Segment Start: PAGE EXTRACT
This course is an introduction to the anthropological study of culture. The course emphasizes cultural similarities and differences worldwide with respect to kinship, marriage, economics, politics, religion, and social inequality. (UC, CSU, CAN ANTH 4)
This course is an introduction to physical evolution of humans from the earliest hominid forms to modern groups. Drawing from biological, geological, and anthropological data, the course will outline and explain the various forces acting upon human evolutionary development. Problems of race and racial classification will also be explored. (UC, CSU, CAN ANTH 2)
This course is designed as a laboratory course which supplements ANTHR 2. The student will become familiar with the process used in identifying and analyzing human skeletal remains, the physical evidence used in the study of primate evolution including fossilization, geologic time scale and archaeological reconstruction of prehistoric activities, comparative osteology of non-human primates, primate behavior, paleoanthropology, and the development of stone tool technologies. (UC, CSU)
This course is an introduction to the study of language in theory and practice. The student explores what is known about human language - its uniqueness, its structure, its use, its diversity, and its universality. An effort is made to analyze the relationship between language, culture, and social levels. (UC, CSU)
This course is a comparative study of native American Indians and cultures from the Arctic to the southern border of the United States, using archaeological and ethnographic materials. (UC, CSU)
This course is a survey of the development of archaeology as an anthropological study, with particular emphasis on the contributions of archaeology toward supplementing man's understanding of the development of human culture. The objectives, methods, and techniques of modern archaeology are combined with a survey of major archaeological sites and cultures. (UC, CSU, CAN ANTH 6)
Segment End: PAGE EXTRACT
#### [PROBLEM SET]
1) In the anthropology course descriptions, which course does the laboratory course supplement?
2) Say whether each statement agrees with the anthropology course descriptions, and back each answer with the deciding words from the text.
(a) The course on native American Indians covers cultures from the Arctic to the southern border of the United States.
(b) The course on the physical evolution of humans includes problems of race and racial classification.
(c) The archaeology survey course leaves out major archaeological sites.
The records are separate material and have no link to the anthropology course descriptions.
Segment Start: MATERIAL PROVIDED
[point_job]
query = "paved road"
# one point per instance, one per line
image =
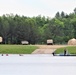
(47, 49)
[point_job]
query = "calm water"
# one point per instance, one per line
(37, 65)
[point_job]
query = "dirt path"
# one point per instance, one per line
(47, 49)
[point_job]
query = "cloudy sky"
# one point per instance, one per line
(36, 7)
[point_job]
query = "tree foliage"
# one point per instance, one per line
(36, 30)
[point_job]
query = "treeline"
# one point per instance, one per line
(36, 30)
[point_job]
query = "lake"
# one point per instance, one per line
(37, 64)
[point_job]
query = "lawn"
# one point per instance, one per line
(17, 49)
(71, 50)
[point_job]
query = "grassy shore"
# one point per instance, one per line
(71, 50)
(17, 49)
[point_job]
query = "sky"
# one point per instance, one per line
(30, 8)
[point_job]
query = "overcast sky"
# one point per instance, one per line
(36, 7)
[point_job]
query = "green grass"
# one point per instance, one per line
(71, 50)
(17, 49)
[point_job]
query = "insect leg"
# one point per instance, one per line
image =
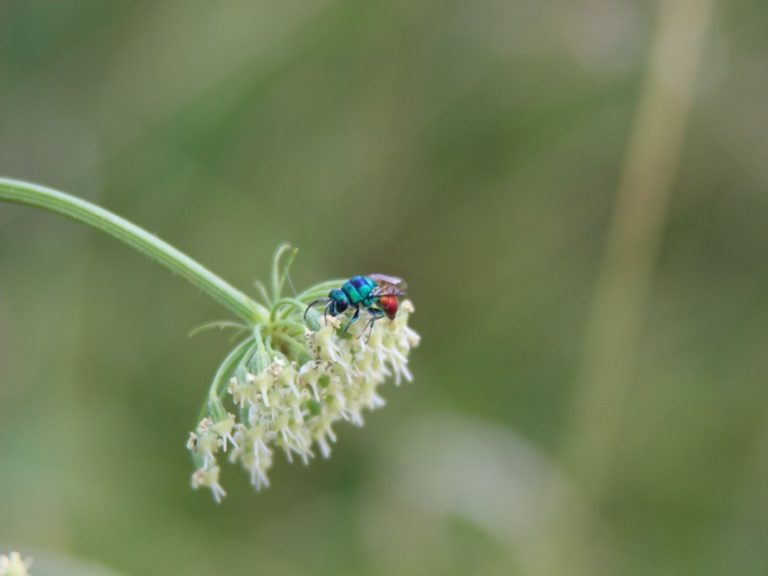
(315, 303)
(354, 318)
(375, 315)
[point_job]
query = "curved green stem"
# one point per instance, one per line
(150, 245)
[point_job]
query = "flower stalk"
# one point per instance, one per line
(148, 244)
(292, 377)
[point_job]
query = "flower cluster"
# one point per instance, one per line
(291, 398)
(14, 565)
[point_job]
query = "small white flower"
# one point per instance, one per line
(290, 397)
(14, 565)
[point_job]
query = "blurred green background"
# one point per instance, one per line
(474, 148)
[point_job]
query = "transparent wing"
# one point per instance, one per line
(388, 285)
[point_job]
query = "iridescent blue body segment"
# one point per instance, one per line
(376, 293)
(358, 289)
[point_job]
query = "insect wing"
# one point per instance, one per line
(390, 285)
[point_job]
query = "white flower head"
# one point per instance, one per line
(288, 386)
(14, 565)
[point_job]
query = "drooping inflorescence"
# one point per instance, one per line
(287, 384)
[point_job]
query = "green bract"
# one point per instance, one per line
(289, 380)
(286, 384)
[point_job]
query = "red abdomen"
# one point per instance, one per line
(389, 305)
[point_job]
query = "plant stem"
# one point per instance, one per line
(150, 245)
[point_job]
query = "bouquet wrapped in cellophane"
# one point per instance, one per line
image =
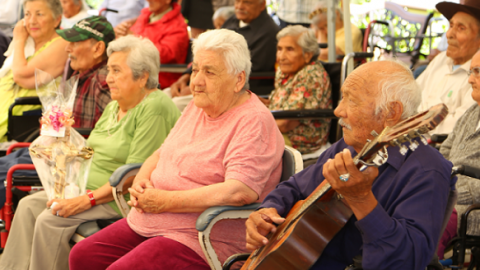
(61, 155)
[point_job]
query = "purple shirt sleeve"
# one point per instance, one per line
(402, 232)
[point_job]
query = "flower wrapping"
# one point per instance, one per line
(60, 154)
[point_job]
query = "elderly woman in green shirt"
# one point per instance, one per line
(131, 128)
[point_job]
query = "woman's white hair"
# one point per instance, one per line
(143, 57)
(230, 45)
(399, 86)
(53, 5)
(306, 38)
(224, 12)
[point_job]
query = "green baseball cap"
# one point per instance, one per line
(96, 27)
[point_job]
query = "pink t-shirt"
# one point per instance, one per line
(242, 144)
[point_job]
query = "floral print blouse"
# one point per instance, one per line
(310, 88)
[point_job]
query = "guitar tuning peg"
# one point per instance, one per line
(422, 137)
(403, 150)
(424, 140)
(413, 145)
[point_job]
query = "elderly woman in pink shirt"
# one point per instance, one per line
(225, 149)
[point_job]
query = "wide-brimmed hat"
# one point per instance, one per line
(96, 27)
(448, 9)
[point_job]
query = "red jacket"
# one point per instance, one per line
(169, 35)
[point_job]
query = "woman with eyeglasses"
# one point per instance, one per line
(462, 147)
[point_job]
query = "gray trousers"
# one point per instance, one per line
(40, 240)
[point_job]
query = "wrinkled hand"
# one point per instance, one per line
(20, 31)
(151, 200)
(69, 207)
(123, 28)
(181, 87)
(358, 188)
(139, 186)
(259, 224)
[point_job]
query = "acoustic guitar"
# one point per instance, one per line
(300, 240)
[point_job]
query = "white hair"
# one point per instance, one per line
(143, 57)
(306, 38)
(224, 12)
(53, 5)
(230, 45)
(399, 86)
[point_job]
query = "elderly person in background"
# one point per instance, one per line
(461, 148)
(320, 24)
(398, 208)
(165, 26)
(73, 11)
(88, 54)
(87, 50)
(301, 83)
(221, 15)
(35, 45)
(446, 78)
(252, 21)
(132, 127)
(237, 163)
(126, 10)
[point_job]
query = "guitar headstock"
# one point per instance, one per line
(405, 131)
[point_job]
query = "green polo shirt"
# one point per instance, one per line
(132, 139)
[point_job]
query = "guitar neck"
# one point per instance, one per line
(321, 190)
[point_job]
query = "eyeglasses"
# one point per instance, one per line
(475, 71)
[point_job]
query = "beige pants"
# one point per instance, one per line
(40, 240)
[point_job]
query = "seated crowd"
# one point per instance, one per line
(205, 138)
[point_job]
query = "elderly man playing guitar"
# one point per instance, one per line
(390, 215)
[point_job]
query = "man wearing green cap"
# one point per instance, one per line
(89, 39)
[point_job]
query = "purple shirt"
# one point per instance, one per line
(402, 232)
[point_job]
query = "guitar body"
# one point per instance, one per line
(299, 242)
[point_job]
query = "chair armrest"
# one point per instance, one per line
(304, 114)
(17, 145)
(204, 220)
(117, 180)
(466, 170)
(235, 258)
(207, 220)
(438, 138)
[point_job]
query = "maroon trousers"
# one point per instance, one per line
(119, 247)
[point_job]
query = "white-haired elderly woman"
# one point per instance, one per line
(130, 129)
(73, 11)
(301, 82)
(35, 45)
(224, 150)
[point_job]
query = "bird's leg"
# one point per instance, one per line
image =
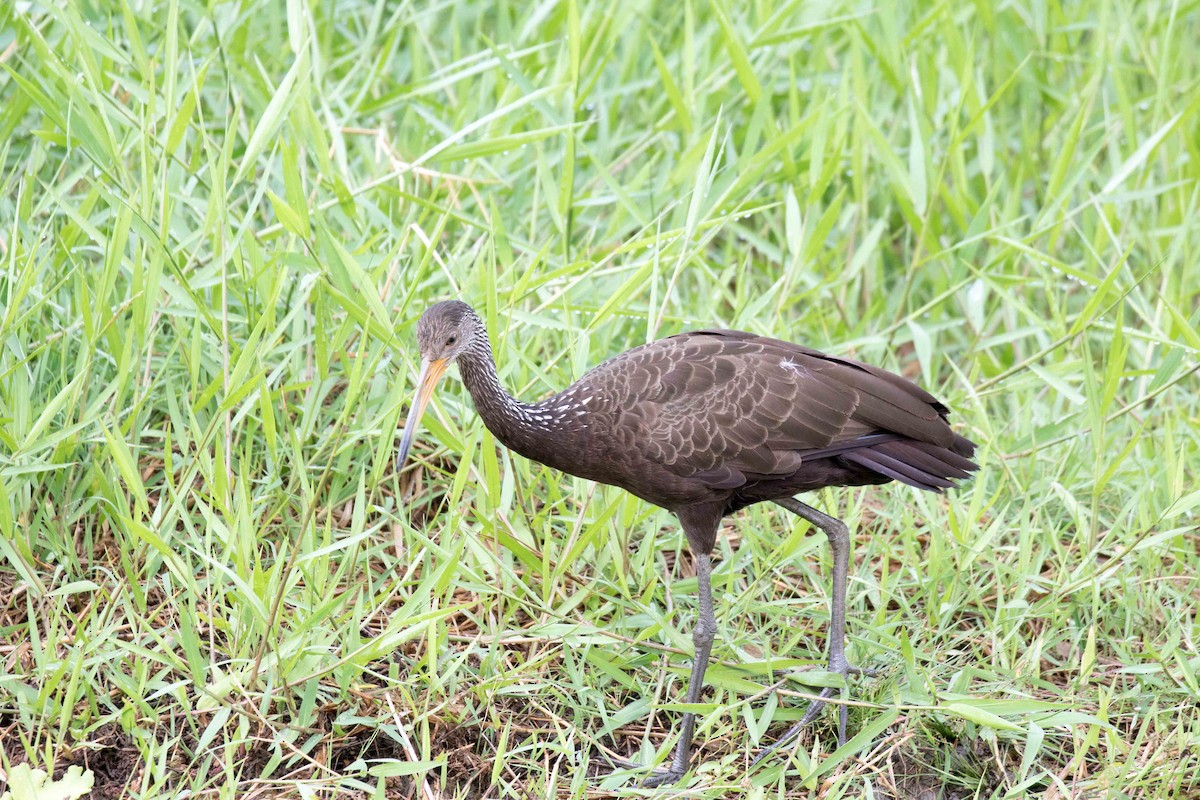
(839, 545)
(702, 638)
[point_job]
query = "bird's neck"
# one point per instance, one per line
(519, 426)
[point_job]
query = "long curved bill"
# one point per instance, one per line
(426, 382)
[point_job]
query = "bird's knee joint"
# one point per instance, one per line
(838, 531)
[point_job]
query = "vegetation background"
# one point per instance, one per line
(219, 222)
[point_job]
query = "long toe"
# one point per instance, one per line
(815, 709)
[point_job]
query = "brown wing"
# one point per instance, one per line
(726, 407)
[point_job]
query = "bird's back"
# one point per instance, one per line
(731, 416)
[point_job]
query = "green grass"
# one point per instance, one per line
(220, 221)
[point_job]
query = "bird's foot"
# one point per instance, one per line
(663, 777)
(844, 669)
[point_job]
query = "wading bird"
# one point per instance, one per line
(702, 425)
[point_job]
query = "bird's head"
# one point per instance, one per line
(447, 330)
(444, 332)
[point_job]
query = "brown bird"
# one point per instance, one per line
(702, 425)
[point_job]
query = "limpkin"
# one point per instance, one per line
(705, 423)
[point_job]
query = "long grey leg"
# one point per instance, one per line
(839, 545)
(702, 638)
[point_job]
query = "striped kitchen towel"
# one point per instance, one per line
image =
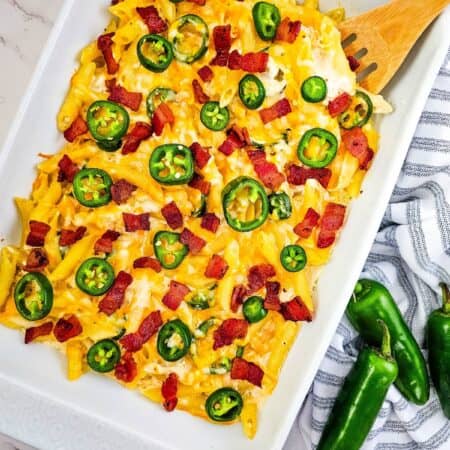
(411, 255)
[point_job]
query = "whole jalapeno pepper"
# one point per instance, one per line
(372, 302)
(33, 296)
(360, 398)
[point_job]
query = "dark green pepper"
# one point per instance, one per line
(372, 302)
(33, 296)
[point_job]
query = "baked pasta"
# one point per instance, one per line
(174, 242)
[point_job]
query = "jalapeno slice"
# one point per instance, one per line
(293, 258)
(317, 148)
(155, 53)
(33, 296)
(92, 187)
(103, 356)
(253, 309)
(245, 204)
(314, 89)
(252, 91)
(172, 164)
(266, 17)
(168, 249)
(95, 276)
(174, 340)
(359, 112)
(214, 117)
(280, 206)
(189, 36)
(224, 405)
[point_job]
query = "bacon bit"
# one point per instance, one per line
(121, 191)
(67, 169)
(120, 95)
(152, 19)
(296, 310)
(340, 104)
(206, 74)
(126, 370)
(288, 31)
(210, 222)
(135, 222)
(169, 392)
(147, 262)
(267, 172)
(175, 295)
(245, 370)
(68, 328)
(279, 109)
(298, 175)
(78, 127)
(163, 115)
(38, 231)
(258, 275)
(194, 242)
(114, 298)
(139, 133)
(228, 331)
(34, 332)
(104, 244)
(199, 94)
(173, 215)
(104, 44)
(305, 227)
(201, 155)
(217, 267)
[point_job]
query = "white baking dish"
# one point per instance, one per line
(43, 409)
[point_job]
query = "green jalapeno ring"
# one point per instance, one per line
(325, 139)
(252, 91)
(224, 405)
(33, 296)
(95, 276)
(214, 117)
(97, 191)
(167, 348)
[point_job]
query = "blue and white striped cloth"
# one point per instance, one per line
(411, 255)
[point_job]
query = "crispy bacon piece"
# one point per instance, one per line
(298, 175)
(267, 172)
(163, 115)
(217, 267)
(67, 328)
(114, 298)
(175, 295)
(152, 19)
(67, 169)
(296, 310)
(169, 390)
(305, 227)
(194, 242)
(245, 370)
(34, 332)
(340, 104)
(121, 191)
(279, 109)
(38, 231)
(199, 94)
(78, 127)
(104, 44)
(229, 330)
(288, 31)
(104, 244)
(135, 222)
(139, 133)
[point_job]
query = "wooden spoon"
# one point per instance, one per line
(382, 38)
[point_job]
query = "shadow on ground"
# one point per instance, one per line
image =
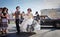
(22, 34)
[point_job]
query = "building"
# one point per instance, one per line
(52, 13)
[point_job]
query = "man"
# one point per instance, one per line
(17, 13)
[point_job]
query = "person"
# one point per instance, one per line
(27, 21)
(37, 21)
(17, 13)
(4, 18)
(22, 17)
(0, 21)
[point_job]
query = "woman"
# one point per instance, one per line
(0, 21)
(22, 17)
(4, 20)
(27, 20)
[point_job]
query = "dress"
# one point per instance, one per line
(4, 21)
(27, 21)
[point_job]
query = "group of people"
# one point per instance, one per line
(27, 21)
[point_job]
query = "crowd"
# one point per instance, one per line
(27, 21)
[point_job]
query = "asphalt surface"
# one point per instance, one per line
(44, 32)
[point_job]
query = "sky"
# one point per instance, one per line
(35, 5)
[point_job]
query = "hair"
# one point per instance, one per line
(29, 9)
(17, 7)
(1, 8)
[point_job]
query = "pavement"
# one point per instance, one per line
(44, 32)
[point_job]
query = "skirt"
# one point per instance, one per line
(25, 23)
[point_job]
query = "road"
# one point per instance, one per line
(45, 32)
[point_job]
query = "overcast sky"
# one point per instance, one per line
(35, 5)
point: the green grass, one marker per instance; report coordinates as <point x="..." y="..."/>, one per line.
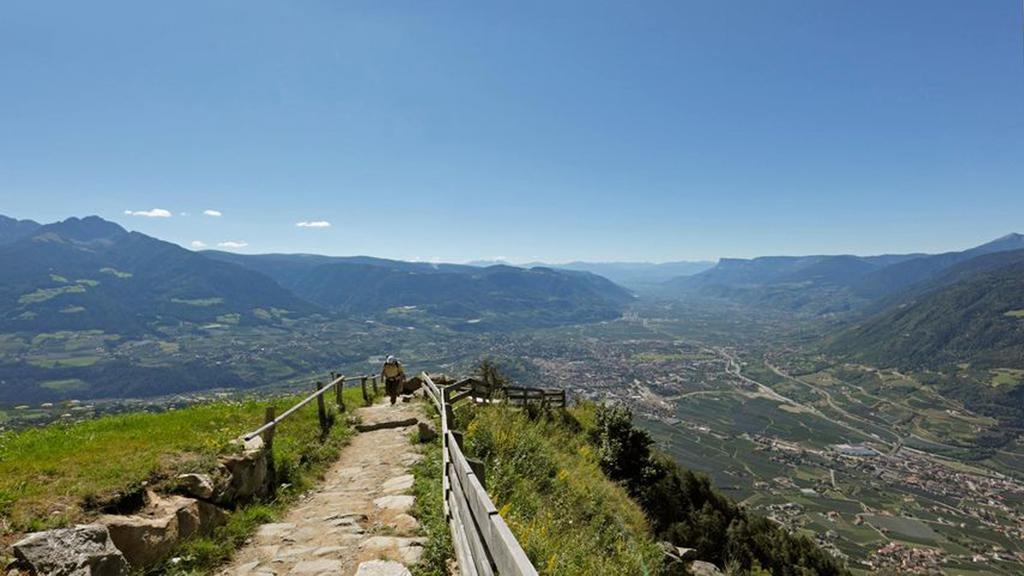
<point x="1007" y="376"/>
<point x="548" y="485"/>
<point x="116" y="273"/>
<point x="43" y="294"/>
<point x="429" y="510"/>
<point x="78" y="362"/>
<point x="70" y="384"/>
<point x="49" y="475"/>
<point x="199" y="301"/>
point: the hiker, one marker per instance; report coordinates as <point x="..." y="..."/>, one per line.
<point x="393" y="377"/>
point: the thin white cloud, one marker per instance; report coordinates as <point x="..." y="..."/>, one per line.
<point x="155" y="213"/>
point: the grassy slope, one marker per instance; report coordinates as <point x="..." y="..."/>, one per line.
<point x="53" y="475"/>
<point x="545" y="479"/>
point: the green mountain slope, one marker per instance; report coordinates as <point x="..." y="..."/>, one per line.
<point x="89" y="274"/>
<point x="973" y="314"/>
<point x="825" y="284"/>
<point x="11" y="230"/>
<point x="498" y="296"/>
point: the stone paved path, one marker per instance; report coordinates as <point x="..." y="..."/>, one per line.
<point x="356" y="521"/>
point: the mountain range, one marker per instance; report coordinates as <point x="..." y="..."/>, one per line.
<point x="92" y="274"/>
<point x="914" y="311"/>
<point x="635" y="276"/>
<point x="480" y="297"/>
<point x="826" y="284"/>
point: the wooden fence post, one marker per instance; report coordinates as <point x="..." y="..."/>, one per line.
<point x="268" y="417"/>
<point x="322" y="410"/>
<point x="479" y="470"/>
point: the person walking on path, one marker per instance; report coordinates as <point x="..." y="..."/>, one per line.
<point x="393" y="376"/>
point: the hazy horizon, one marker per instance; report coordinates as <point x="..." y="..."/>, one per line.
<point x="680" y="131"/>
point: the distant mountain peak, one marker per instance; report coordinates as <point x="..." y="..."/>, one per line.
<point x="88" y="229"/>
<point x="12" y="230"/>
<point x="1011" y="241"/>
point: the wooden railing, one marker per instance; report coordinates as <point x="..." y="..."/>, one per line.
<point x="519" y="396"/>
<point x="483" y="544"/>
<point x="337" y="384"/>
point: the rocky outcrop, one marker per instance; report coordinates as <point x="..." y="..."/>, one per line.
<point x="385" y="424"/>
<point x="427" y="432"/>
<point x="246" y="476"/>
<point x="157" y="524"/>
<point x="198" y="486"/>
<point x="147" y="537"/>
<point x="82" y="550"/>
<point x="382" y="568"/>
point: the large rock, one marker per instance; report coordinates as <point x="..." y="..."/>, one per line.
<point x="198" y="486"/>
<point x="382" y="568"/>
<point x="147" y="537"/>
<point x="380" y="424"/>
<point x="82" y="550"/>
<point x="427" y="432"/>
<point x="247" y="475"/>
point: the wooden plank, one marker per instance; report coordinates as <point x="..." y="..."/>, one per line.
<point x="480" y="506"/>
<point x="462" y="553"/>
<point x="462" y="513"/>
<point x="507" y="552"/>
<point x="461" y="396"/>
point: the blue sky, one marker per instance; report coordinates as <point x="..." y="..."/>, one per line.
<point x="524" y="130"/>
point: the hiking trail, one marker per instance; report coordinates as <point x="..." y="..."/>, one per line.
<point x="356" y="521"/>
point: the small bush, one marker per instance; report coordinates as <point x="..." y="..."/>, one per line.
<point x="546" y="480"/>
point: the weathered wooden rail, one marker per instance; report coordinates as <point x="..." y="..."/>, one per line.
<point x="337" y="384"/>
<point x="483" y="544"/>
<point x="519" y="396"/>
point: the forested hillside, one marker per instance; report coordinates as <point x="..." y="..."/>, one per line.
<point x="494" y="297"/>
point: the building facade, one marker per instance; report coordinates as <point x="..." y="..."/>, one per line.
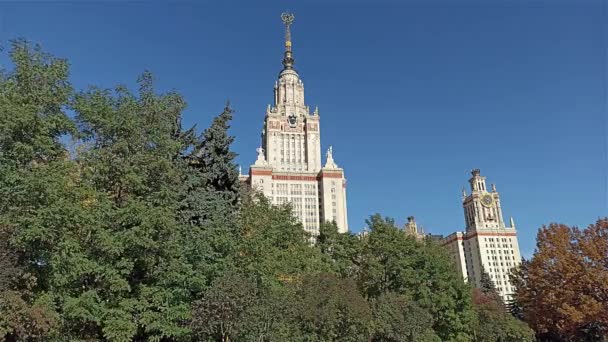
<point x="487" y="244"/>
<point x="289" y="168"/>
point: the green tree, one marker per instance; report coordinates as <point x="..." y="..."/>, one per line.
<point x="392" y="261"/>
<point x="219" y="315"/>
<point x="32" y="121"/>
<point x="494" y="324"/>
<point x="342" y="249"/>
<point x="397" y="319"/>
<point x="214" y="160"/>
<point x="332" y="309"/>
<point x="274" y="247"/>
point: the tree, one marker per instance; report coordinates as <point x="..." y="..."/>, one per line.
<point x="494" y="324"/>
<point x="563" y="290"/>
<point x="218" y="316"/>
<point x="342" y="249"/>
<point x="32" y="122"/>
<point x="274" y="247"/>
<point x="332" y="309"/>
<point x="392" y="261"/>
<point x="214" y="160"/>
<point x="397" y="319"/>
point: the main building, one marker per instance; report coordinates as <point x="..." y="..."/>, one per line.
<point x="289" y="166"/>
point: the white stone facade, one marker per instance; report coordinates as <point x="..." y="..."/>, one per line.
<point x="487" y="243"/>
<point x="288" y="168"/>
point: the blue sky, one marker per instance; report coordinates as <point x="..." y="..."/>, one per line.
<point x="412" y="94"/>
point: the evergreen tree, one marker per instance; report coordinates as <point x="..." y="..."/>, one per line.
<point x="214" y="159"/>
<point x="392" y="261"/>
<point x="397" y="319"/>
<point x="32" y="121"/>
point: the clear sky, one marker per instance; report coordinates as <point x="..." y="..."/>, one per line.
<point x="412" y="95"/>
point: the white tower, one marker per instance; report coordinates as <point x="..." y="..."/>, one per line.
<point x="486" y="244"/>
<point x="290" y="170"/>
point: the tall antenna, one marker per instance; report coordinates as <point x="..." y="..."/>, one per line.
<point x="288" y="60"/>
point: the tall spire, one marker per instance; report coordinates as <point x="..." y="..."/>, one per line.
<point x="288" y="60"/>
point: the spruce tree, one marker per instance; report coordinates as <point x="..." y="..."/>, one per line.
<point x="214" y="159"/>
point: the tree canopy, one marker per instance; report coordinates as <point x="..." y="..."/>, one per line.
<point x="119" y="224"/>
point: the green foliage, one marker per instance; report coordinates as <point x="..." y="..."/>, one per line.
<point x="392" y="261"/>
<point x="141" y="231"/>
<point x="218" y="316"/>
<point x="273" y="245"/>
<point x="494" y="323"/>
<point x="397" y="319"/>
<point x="343" y="250"/>
<point x="331" y="309"/>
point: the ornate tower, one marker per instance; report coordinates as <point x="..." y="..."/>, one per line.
<point x="288" y="167"/>
<point x="487" y="245"/>
<point x="482" y="208"/>
<point x="290" y="136"/>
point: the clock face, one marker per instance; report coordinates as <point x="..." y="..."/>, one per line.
<point x="487" y="200"/>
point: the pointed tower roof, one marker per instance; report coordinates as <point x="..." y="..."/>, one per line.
<point x="288" y="60"/>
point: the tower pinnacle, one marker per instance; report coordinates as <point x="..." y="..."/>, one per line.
<point x="288" y="60"/>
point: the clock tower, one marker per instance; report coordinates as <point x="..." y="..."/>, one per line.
<point x="289" y="168"/>
<point x="487" y="244"/>
<point x="482" y="207"/>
Segment End: MATERIAL PROVIDED
#### [ANSWERS TO THIS EXERCISE]
1) ANTHR 2

2)
(a) Yes: "from the Arctic to the southern border of the United States"
(b) Yes: "Problems of race and racial classification will also be explored."
(c) No: "combined with a survey of major archaeological sites and cultures"